→ Description of the task
Turn the rows below into a numbered list with one line per number, skipping blank lines. Leave the pictures out.
— start of Records for the task —
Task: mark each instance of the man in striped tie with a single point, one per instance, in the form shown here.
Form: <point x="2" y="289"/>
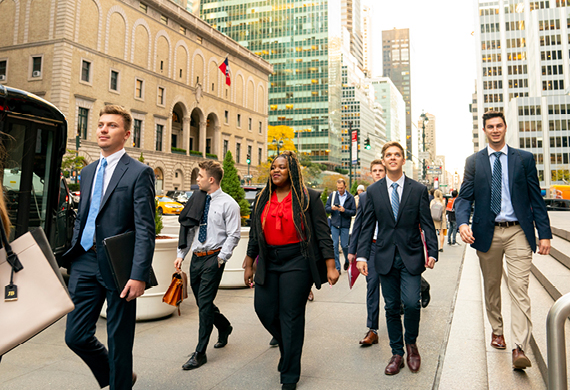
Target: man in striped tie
<point x="503" y="183"/>
<point x="400" y="206"/>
— end of Records for the task —
→ Solved problem
1. Task: mark each instance of the man in striped tie with a single point, one per instance, in the form shown here.
2. Form: <point x="2" y="289"/>
3. Target: man in striped tie
4. <point x="503" y="183"/>
5. <point x="400" y="206"/>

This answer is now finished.